## [ABOUT THIS EXERCISE]
Lines with the word "wall" in them are the ones to copy from the records.

[Stored data entries]
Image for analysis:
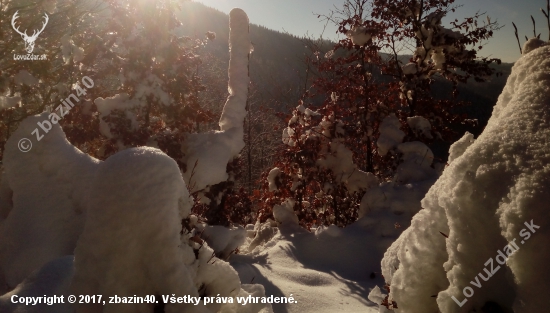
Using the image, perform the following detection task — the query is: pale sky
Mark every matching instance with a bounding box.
[195,0,549,63]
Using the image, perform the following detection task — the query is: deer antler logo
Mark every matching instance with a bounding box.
[12,11,49,54]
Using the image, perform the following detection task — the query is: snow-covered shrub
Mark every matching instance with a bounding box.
[378,44,550,313]
[0,114,98,290]
[257,0,501,229]
[70,147,262,313]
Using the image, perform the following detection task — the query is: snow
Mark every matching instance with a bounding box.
[200,224,247,260]
[346,26,372,46]
[411,11,469,73]
[135,74,171,106]
[1,9,270,313]
[316,140,378,193]
[401,63,417,75]
[232,218,385,313]
[4,6,548,313]
[182,8,251,192]
[272,199,299,226]
[70,147,201,312]
[0,95,21,110]
[267,167,281,192]
[0,113,99,291]
[0,256,74,313]
[219,9,250,132]
[14,70,39,86]
[94,93,141,138]
[522,37,548,55]
[60,35,85,64]
[406,116,432,139]
[379,44,550,312]
[359,136,438,242]
[448,131,475,163]
[377,114,405,156]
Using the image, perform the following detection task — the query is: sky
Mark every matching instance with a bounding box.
[195,0,550,63]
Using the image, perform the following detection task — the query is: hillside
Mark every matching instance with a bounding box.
[175,1,513,167]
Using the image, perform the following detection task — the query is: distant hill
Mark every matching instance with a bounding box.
[175,1,513,137]
[175,1,330,112]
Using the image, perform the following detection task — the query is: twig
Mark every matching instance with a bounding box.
[512,22,523,54]
[542,0,550,40]
[531,15,538,38]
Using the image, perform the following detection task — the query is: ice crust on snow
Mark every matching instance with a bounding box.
[380,44,550,313]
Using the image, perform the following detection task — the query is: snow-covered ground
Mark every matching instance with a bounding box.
[231,219,388,313]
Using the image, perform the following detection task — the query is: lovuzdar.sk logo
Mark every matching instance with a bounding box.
[11,10,49,60]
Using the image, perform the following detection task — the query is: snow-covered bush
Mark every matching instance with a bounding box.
[0,114,98,291]
[71,147,262,313]
[378,43,550,313]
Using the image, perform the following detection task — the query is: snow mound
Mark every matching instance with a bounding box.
[0,256,74,313]
[201,224,247,260]
[522,37,548,55]
[70,147,203,312]
[406,116,432,139]
[70,147,264,313]
[377,114,405,156]
[0,113,99,291]
[380,45,550,313]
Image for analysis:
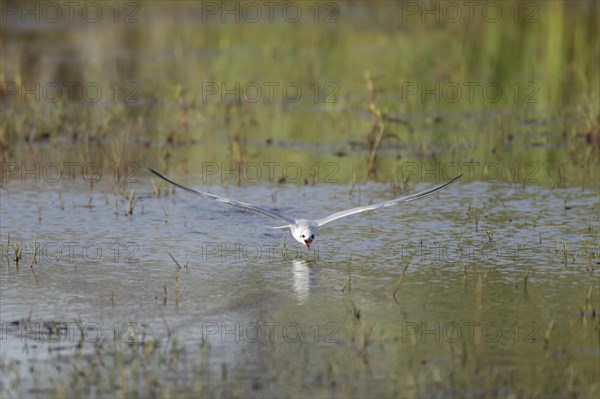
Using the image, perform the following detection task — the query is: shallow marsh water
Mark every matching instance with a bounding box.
[1,158,598,397]
[1,1,599,398]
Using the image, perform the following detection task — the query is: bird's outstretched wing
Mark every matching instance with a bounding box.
[148,168,295,225]
[316,174,462,227]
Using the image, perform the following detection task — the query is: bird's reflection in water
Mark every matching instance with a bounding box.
[291,259,318,304]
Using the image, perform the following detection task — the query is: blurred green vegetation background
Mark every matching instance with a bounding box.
[1,1,598,185]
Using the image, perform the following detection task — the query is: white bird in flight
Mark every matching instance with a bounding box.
[148,168,461,249]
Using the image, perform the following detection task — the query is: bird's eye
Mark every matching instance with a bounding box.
[311,235,314,239]
[301,234,305,238]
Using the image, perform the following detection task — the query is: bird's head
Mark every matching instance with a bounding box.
[293,227,316,249]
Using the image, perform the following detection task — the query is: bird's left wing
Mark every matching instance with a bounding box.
[148,168,295,225]
[315,174,462,227]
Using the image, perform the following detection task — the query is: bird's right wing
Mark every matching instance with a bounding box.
[316,175,462,227]
[148,168,295,225]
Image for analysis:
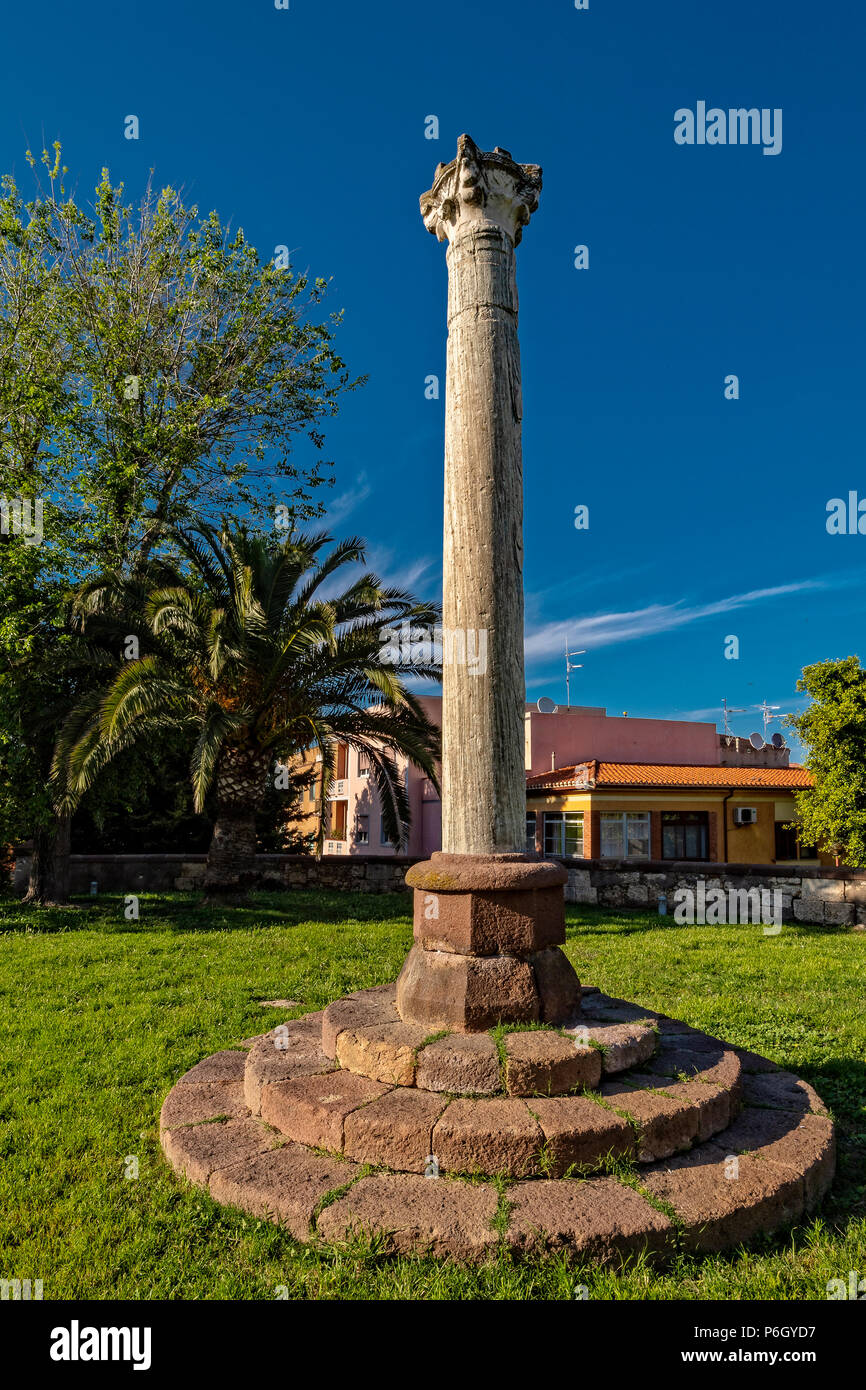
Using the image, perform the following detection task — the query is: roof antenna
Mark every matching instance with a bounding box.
[757,699,782,737]
[565,641,586,708]
[721,697,747,737]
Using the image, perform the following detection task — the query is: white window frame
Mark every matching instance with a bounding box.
[599,811,650,860]
[543,811,584,858]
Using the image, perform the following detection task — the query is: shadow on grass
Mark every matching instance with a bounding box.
[0,888,413,936]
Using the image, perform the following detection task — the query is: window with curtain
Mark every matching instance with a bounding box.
[599,812,650,859]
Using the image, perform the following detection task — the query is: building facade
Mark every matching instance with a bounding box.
[292,695,442,858]
[523,705,825,867]
[299,699,822,867]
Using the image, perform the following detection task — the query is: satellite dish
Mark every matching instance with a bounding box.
[771,732,784,748]
[537,697,557,713]
[749,732,764,750]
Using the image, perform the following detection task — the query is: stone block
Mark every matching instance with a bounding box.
[413,883,566,954]
[209,1145,355,1238]
[343,1089,449,1172]
[432,1097,542,1176]
[506,1176,672,1260]
[415,1033,501,1095]
[601,1080,700,1161]
[741,1070,830,1116]
[175,1050,246,1087]
[244,1033,334,1114]
[321,985,399,1059]
[260,1071,391,1149]
[396,946,538,1031]
[642,1143,804,1253]
[793,897,824,924]
[528,1096,634,1175]
[160,1080,247,1130]
[161,1118,275,1187]
[316,1174,500,1261]
[823,902,855,925]
[335,1021,430,1086]
[531,947,582,1024]
[573,1020,657,1073]
[503,1030,600,1096]
[719,1107,835,1210]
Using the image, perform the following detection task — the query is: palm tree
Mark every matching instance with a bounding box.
[52,519,441,893]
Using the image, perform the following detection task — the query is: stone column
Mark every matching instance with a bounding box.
[397,136,580,1032]
[428,135,537,856]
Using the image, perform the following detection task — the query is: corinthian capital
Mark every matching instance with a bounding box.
[420,134,542,246]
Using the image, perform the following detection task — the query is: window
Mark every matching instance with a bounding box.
[525,812,537,854]
[775,822,818,860]
[599,812,650,860]
[662,811,709,861]
[380,815,392,846]
[358,749,370,777]
[543,812,584,857]
[355,815,369,845]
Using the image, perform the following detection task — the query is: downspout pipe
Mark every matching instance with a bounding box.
[722,790,734,863]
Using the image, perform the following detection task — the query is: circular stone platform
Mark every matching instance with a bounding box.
[160,986,835,1262]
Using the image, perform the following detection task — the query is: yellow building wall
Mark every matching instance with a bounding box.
[526,788,829,866]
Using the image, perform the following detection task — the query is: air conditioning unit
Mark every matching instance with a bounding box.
[733,806,758,826]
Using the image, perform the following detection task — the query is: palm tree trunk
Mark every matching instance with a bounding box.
[203,747,270,893]
[23,810,71,905]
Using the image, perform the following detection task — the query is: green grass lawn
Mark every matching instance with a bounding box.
[0,889,864,1300]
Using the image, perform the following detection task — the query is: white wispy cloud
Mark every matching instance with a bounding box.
[322,473,373,530]
[523,577,840,660]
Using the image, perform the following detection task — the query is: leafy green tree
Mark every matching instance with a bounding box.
[0,147,360,900]
[53,521,441,894]
[787,656,866,866]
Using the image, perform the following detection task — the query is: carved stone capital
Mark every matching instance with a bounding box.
[420,134,542,247]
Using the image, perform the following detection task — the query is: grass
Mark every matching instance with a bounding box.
[0,889,864,1300]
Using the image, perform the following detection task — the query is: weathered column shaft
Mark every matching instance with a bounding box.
[442,221,525,854]
[421,137,542,855]
[396,138,579,1033]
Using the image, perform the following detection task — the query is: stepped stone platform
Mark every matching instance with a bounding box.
[160,983,835,1262]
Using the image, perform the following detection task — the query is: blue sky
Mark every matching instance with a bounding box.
[3,0,865,751]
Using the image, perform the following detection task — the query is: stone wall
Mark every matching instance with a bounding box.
[562,859,866,927]
[10,850,865,925]
[10,851,416,897]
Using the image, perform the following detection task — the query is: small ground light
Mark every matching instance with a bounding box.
[89,881,98,896]
[658,893,667,915]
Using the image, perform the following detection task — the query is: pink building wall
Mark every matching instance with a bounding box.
[325,699,724,856]
[324,696,442,857]
[524,705,720,774]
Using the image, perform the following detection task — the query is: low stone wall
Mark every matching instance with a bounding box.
[562,859,866,927]
[10,851,417,897]
[10,850,865,926]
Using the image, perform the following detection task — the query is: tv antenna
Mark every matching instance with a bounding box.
[757,699,782,737]
[565,643,586,708]
[721,697,747,737]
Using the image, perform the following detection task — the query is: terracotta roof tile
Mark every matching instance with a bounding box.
[526,761,813,791]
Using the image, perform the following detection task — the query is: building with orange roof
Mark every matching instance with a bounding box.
[297,698,824,867]
[523,705,825,867]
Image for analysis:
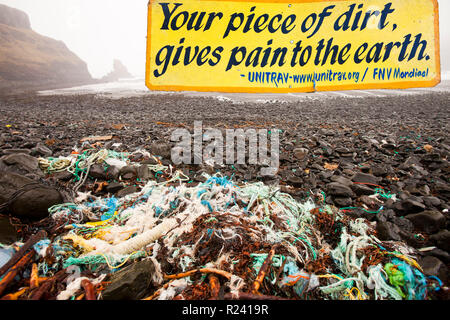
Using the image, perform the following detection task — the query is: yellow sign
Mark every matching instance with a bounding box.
[146,0,440,93]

## [OUTPUT BELOW]
Using the image, perform the following detection task — the query is: yellow building wall
Using the image, perform the following detection task — the query is: stone wall
Using the image, perform the following detection task — the query is: pink building wall
Using the image, perform the following detection task — the query is: low stone wall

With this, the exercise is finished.